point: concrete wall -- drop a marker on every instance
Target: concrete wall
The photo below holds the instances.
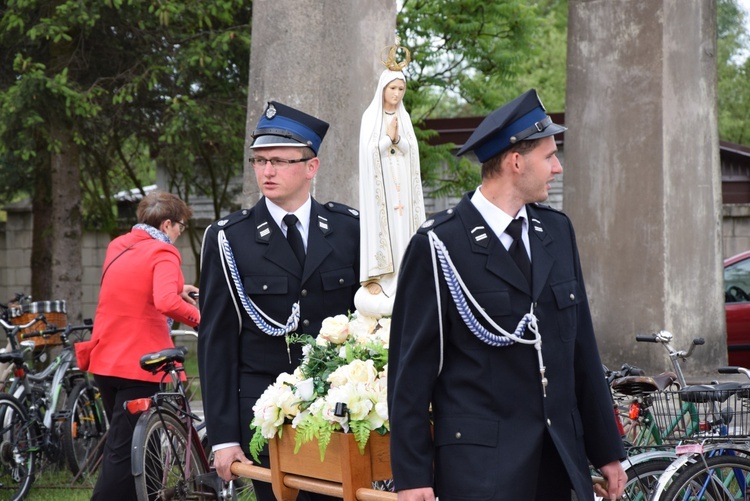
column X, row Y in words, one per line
column 15, row 249
column 645, row 192
column 15, row 255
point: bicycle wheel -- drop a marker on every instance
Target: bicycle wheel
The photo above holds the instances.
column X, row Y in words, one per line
================
**PROBLEM STATEMENT:** Copy out every line of the entries above word for word, leaving out the pictures.

**WRITTEN ANSWER:**
point: concrete wall -- drop a marker on every instance
Target: concrete wall
The photo below holds the instances.
column X, row Y in words, one per line
column 15, row 249
column 645, row 192
column 15, row 255
point: bicycle wheel -- drop a marker on every instance
Target: bicycle wheel
The photo above holds the instances.
column X, row Y in words, one per line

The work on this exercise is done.